# Exercise material start

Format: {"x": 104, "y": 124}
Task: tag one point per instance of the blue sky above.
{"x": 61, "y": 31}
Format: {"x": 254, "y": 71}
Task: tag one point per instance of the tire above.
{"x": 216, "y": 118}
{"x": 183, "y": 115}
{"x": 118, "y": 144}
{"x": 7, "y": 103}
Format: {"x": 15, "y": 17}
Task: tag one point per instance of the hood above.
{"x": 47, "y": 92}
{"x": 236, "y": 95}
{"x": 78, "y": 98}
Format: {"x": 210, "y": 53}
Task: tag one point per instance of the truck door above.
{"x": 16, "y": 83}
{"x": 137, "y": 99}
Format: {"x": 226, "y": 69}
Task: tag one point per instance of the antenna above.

# Exercise material end

Aim of the exercise: Please write out all the records again, replacing "tag" with "mark" and leaving everything else unchanged.

Solution:
Format: {"x": 104, "y": 124}
Task: mark one point per instance of the blue sky above.
{"x": 61, "y": 31}
Format: {"x": 254, "y": 71}
Task: mark one point per instance of the tire above.
{"x": 216, "y": 118}
{"x": 183, "y": 115}
{"x": 118, "y": 144}
{"x": 7, "y": 103}
Format: {"x": 15, "y": 17}
Task: mark one point per instance of the hood above.
{"x": 47, "y": 92}
{"x": 236, "y": 95}
{"x": 78, "y": 98}
Format: {"x": 210, "y": 53}
Task: mark one point per instance of the truck door above.
{"x": 16, "y": 83}
{"x": 137, "y": 99}
Format: {"x": 226, "y": 69}
Task: mark one point per instance of the antenna above.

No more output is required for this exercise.